_What is being asked:_ Convert the entries into a two-column CSV with the headers instruction and coordinates, one row for each entry, each value in a single quoted field with any line breaks replaced by spaces. Begin at the line that has "Note to the class: identify the tree" and stop after the line that has "(1153, 268)".

_Data for processing:_

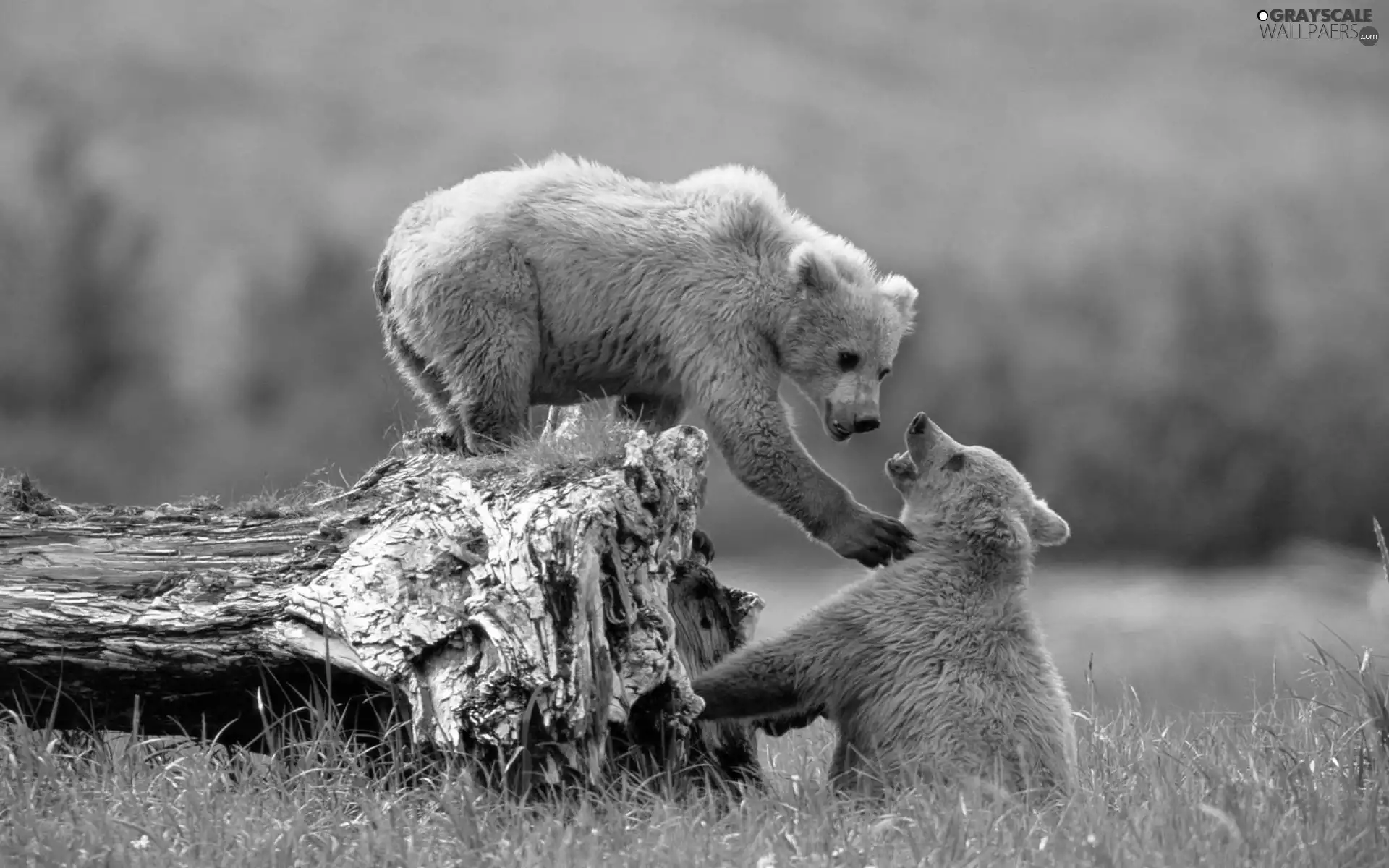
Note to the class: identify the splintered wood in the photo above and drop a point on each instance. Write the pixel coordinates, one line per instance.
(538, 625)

* * *

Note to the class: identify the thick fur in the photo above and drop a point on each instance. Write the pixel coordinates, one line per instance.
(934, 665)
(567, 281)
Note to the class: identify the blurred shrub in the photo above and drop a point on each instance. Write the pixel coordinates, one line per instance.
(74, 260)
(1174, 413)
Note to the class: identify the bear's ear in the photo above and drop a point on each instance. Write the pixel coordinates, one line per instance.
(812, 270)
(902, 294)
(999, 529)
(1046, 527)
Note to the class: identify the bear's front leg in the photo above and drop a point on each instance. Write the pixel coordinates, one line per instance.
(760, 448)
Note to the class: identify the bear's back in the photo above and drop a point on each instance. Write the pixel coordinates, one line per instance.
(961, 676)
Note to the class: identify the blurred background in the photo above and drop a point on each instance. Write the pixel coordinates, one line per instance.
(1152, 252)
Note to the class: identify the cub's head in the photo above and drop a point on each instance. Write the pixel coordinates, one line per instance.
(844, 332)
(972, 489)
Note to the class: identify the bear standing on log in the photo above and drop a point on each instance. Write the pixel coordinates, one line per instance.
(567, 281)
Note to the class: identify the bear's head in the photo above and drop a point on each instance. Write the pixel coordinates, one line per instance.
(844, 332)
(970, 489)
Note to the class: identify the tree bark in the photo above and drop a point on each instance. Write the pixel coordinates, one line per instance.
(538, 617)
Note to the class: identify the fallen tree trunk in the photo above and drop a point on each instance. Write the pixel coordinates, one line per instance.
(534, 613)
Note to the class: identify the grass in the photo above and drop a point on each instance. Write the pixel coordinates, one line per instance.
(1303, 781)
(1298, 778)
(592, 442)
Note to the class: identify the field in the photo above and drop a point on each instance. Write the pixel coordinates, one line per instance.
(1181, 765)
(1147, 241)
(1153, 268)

_Solution to this exercise:_
instruction,coordinates
"Note to the class: identify the tree bark in the photo above and drop a point on each instance. Write the pixel coordinates, one line per instance.","(538, 617)"
"Note to the class: identify the fallen tree trunk in the photo above and drop a point on each instance. Write the pixel coordinates, one line per instance.","(534, 613)"
"Note to the class: identify the grass in the photo above and drop a point on each instance. Write the pixel coordinates, one line per instance.","(1303, 781) (1298, 778) (592, 442)"
"Note to the class: identify the field in the photo above and drop a point on each instance. Write the pixel coordinates, one line per instance.","(1181, 765) (1147, 241) (1153, 268)"